Вполне понятно, что я был весьма обрадован, когда в мае 1944 года характер моей работы внезапно изменился. В середине мая 1944 года я встретил Антона Аккермана, заведующего радиоредакцией.
– Мы думаем, что было бы не плохо, если бы ты перешел к нам и работал бы диктором. Работа тебе определенно понравится.
Во всяком случае она будет для тебя гораздо интересней, чем та, которой ты занимаешься в редакции газеты.
– Конечно, я с удовольствием перешел бы, но я не уверен, что Гернштадт меня отпустит.
Антон Аккерман улыбнулся.
– Если ты согласен, то можешь спокойно переходить. Я уже говорил с Гернштадтом по этому поводу.
– Из‑за меня никаких задержек не будет. Для меня – чем скорее, тем лучше.
– Хорошо, тогда пойдем. Сейчас мы доберемся на машине до радиостанции и ты будешь, иметь возможность на месте со всем подробно ознакомиться.
Я думал, что мы поедем к московскому радиоцентру. Вместо этого, мы поехали в противоположном направлении. Через четверть часа машина остановилась перед новым домом на Шаболовке № 34. Этот дом был также окружен садом, обнесен забором и охранялся. На проходной смотрели наши бумаги и только теперь я понял, где мы находимся. Это была первая телевизионная станция Советского Союза. Она была, насколько мне известно, построена в 1938–1939 годах и с тех пор здесь делались телевизионные передачи, правда в очень скромном объеме.
В начале войны работа на станции была прекращена и теперь ее использовали для радиопередач Национального комитета «Свободная Германия». Позже я слыхал, что из другой студии, но в том же доме, посылались знаменитые «реплики, врывавшиеся во враждебные передачи».
Мне рассказывали, что эти передачи, благодаря особым приспособлениям, настраивались на немецкие волны так, что эти реплики легко можно было вставлять. Несколько раз я слышал, что человек, бросавший эти реплики в эфир, о которых наверное могут вспомнить все радиослушатели Германии, был не кто иной, как Пауль Вандель, мой прежний учитель по школе Коминтерна.
__________________________________________________
КОРОТКАЯ ЗАДАЧА 1 -
Верните дословно кусок отрывка о телестанции на Шаболовке: начните с того места, где стоят слова «Вполне понятно, что», и остановитесь после слов «скорее, тем лучше.».

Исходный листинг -
__________________________________________________
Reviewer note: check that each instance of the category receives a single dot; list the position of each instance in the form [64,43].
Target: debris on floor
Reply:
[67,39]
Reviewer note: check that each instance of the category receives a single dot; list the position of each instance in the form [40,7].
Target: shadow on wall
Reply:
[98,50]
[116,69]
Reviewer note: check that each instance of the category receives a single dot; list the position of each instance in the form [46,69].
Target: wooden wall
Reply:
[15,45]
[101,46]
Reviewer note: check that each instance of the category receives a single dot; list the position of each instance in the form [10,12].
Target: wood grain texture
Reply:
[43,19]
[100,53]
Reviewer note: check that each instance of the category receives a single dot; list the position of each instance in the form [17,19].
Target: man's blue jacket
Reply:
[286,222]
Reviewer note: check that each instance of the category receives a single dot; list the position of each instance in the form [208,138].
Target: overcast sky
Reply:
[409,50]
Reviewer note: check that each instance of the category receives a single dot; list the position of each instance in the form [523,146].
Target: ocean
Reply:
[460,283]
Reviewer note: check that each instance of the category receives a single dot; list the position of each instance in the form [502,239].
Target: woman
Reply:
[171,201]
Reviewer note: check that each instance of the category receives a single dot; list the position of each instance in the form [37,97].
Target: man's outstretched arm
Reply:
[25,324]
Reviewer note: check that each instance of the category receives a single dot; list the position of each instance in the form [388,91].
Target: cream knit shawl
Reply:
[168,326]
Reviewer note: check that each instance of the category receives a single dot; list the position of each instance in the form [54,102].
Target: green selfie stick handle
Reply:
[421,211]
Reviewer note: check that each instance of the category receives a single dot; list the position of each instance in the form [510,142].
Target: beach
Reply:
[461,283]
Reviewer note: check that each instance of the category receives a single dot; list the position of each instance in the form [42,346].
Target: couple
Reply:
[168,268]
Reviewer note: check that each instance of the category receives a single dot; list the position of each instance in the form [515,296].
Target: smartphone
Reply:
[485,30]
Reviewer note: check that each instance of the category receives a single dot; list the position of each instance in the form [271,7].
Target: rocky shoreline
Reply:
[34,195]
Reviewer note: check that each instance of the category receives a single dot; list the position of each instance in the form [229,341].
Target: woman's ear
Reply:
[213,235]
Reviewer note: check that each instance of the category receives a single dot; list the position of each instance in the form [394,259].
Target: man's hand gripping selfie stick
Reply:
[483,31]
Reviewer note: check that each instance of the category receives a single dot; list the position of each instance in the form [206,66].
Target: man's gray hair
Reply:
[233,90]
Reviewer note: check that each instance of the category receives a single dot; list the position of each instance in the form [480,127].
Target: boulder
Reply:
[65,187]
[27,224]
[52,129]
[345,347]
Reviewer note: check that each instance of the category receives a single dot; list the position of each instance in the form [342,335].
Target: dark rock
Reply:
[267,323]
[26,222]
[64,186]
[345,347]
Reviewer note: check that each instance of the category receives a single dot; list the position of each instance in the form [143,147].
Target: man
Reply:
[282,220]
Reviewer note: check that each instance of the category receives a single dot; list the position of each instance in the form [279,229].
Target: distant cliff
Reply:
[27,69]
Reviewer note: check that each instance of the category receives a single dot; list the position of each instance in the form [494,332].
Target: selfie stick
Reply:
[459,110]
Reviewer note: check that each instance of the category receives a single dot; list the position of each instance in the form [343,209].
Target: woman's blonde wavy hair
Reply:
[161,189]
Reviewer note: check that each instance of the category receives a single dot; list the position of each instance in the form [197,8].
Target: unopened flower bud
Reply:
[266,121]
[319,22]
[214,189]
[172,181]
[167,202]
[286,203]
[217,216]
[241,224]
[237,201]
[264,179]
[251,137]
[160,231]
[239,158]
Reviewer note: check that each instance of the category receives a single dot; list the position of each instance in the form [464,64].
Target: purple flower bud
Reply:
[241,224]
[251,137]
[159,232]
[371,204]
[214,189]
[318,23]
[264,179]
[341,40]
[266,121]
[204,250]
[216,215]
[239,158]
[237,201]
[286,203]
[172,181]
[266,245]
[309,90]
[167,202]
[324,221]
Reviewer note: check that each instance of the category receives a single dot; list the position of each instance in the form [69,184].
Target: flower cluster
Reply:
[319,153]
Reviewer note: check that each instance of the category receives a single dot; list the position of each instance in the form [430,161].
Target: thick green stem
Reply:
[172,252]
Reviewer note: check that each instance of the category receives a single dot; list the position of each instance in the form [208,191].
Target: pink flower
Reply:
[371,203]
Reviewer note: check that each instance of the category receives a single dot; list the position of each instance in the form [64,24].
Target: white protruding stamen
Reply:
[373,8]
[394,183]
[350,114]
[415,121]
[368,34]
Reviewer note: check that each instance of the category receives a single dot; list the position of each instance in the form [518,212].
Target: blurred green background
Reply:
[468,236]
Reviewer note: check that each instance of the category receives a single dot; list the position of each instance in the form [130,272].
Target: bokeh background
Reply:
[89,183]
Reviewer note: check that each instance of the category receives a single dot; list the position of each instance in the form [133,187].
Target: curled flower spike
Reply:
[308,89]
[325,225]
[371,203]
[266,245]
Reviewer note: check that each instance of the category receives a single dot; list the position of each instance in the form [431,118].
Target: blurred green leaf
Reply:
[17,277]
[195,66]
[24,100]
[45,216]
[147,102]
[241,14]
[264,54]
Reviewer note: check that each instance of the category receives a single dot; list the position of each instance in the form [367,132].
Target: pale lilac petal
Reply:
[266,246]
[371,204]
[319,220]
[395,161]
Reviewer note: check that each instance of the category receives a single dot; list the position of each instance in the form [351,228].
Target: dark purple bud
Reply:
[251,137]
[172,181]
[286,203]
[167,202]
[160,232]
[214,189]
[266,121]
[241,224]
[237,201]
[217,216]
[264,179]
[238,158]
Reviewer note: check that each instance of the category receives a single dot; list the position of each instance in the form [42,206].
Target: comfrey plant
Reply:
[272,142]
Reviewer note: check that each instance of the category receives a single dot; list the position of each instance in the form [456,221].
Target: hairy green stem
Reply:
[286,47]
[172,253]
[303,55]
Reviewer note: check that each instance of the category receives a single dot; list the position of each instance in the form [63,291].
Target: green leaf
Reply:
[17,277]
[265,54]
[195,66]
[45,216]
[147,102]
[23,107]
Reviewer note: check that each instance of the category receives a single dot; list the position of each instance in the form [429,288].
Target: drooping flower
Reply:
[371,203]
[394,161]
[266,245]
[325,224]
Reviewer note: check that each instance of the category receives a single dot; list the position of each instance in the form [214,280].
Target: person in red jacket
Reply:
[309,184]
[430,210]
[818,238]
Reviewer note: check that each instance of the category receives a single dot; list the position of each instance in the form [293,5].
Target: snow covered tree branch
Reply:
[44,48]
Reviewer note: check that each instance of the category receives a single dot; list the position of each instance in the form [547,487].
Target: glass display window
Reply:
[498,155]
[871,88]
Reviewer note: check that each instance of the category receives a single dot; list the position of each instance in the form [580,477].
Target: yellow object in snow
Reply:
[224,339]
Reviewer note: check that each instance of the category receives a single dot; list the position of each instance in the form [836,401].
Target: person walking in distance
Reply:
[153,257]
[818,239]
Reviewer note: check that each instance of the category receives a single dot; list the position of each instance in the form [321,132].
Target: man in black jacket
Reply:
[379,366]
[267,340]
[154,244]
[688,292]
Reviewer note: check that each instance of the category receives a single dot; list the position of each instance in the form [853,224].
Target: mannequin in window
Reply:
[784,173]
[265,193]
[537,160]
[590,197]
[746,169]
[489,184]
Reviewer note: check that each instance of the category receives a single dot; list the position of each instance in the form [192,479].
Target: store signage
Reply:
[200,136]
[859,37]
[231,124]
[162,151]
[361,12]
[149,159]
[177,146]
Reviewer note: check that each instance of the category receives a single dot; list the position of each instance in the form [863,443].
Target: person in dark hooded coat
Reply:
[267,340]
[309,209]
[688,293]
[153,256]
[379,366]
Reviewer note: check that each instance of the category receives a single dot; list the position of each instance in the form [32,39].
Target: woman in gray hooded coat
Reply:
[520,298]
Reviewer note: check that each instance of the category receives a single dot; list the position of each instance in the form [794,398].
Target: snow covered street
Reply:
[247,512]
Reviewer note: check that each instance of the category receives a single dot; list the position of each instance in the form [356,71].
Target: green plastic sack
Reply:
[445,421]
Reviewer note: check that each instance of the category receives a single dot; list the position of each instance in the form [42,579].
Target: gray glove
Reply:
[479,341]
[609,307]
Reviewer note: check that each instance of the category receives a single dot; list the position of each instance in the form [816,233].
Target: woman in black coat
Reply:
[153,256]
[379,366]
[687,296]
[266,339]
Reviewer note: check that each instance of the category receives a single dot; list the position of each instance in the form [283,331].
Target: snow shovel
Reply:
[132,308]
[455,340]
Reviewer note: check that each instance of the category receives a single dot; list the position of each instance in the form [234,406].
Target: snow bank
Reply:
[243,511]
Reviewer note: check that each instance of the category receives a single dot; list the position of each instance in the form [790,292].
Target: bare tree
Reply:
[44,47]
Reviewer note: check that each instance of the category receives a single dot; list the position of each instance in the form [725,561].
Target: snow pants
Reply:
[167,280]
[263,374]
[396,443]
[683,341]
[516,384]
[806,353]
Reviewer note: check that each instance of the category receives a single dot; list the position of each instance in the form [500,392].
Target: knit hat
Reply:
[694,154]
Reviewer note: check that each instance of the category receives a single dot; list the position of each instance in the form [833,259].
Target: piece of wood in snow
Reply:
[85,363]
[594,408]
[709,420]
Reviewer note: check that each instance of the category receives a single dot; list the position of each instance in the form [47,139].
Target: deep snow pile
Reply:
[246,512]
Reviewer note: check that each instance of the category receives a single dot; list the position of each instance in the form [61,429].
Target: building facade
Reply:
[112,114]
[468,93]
__________________________________________________
КОРОТКАЯ ЗАДАЧА 2 -
Найдите в листинге все строки, в которых встречается слово «window», и перепишите их. Регистр букв имеет значение.

ПОЛНЫЙ ОТВЕТ 1 -
Вполне понятно, что я был весьма обрадован, когда в мае 1944 года характер моей работы внезапно изменился. В середине мая 1944 года я встретил Антона Аккермана, заведующего радиоредакцией.
– Мы думаем, что было бы не плохо, если бы ты перешел к нам и работал бы диктором. Работа тебе определенно понравится.
Во всяком случае она будет для тебя гораздо интересней, чем та, которой ты занимаешься в редакции газеты.
– Конечно, я с удовольствием перешел бы, но я не уверен, что Гернштадт меня отпустит.
Антон Аккерман улыбнулся.
– Если ты согласен, то можешь спокойно переходить. Я уже говорил с Гернштадтом по этому поводу.
– Из‑за меня никаких задержек не будет. Для меня – чем скорее, тем лучше.

ПОЛНЫЙ ОТВЕТ 2 -
Target: glass display window
Target: mannequin in window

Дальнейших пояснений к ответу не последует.